About this task
Please output exactly the lines from the one containing "Dear assistant, the user would like the beige" through the last line of the records, both included.

Data for the task
* * * * * * * * *

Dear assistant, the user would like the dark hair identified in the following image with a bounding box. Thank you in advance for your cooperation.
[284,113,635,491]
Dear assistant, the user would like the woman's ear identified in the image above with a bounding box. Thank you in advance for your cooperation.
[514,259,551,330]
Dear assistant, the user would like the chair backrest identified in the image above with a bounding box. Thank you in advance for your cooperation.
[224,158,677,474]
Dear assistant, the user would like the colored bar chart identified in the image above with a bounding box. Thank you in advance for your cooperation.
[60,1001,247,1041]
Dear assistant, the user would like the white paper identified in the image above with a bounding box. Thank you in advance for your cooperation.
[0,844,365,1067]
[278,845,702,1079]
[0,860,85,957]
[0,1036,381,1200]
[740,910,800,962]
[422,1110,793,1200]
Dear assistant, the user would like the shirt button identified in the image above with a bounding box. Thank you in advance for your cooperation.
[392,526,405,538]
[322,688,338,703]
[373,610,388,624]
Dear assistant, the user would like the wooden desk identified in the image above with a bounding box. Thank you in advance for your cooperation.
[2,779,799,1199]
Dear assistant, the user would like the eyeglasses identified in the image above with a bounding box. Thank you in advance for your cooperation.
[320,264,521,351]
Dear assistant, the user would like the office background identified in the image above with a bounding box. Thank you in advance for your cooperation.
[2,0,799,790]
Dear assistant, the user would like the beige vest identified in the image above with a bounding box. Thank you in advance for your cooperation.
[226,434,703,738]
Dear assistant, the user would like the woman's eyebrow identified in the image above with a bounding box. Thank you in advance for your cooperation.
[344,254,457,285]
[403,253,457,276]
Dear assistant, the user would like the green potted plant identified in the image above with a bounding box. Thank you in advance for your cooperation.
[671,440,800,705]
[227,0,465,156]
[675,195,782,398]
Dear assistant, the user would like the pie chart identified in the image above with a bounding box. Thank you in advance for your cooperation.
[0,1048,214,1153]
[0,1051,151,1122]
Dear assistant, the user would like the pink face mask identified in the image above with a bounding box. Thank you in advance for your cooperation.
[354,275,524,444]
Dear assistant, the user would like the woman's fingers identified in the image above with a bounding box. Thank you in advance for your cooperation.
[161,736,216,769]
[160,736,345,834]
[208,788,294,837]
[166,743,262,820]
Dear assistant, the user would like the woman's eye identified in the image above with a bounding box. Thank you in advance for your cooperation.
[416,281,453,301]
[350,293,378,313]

* * * * * * * * *

Exercise response
Dear assistant, the user would like the beige vest identified in the image above with a bounding box. Thank you in advance for your cooperation.
[226,434,703,738]
Dear assistant, the user would like the woman's eyebrow identified in the image above with a bounding box. Thank you in advance for your cooperation.
[344,254,457,285]
[403,253,457,276]
Dear assistant, the user would like the green potted plant identified in the image above with a bounding box. Thank you in advance for your cooperation.
[671,440,800,705]
[227,0,465,156]
[675,195,782,398]
Dear assistant, the user would like the pie chart identified in the image above with a bounding box. Thank you in advance for your cooperation.
[0,1048,214,1153]
[0,1051,151,1122]
Dear assistant, the user would like the pink face mask identified in the image above with a bounding box. Thank you in advance for your cooperation.
[354,275,524,444]
Dear assistant, the user would like the woman's fingers identified in the image above with a bounding box. Thank you in advance for your cooperation.
[161,736,216,769]
[160,736,345,834]
[208,788,294,837]
[166,743,262,820]
Dear assistant, the user would like the woman's eye identified in the image above with a bounding box. Thank you in advance for your cooperation.
[416,281,453,301]
[350,293,378,313]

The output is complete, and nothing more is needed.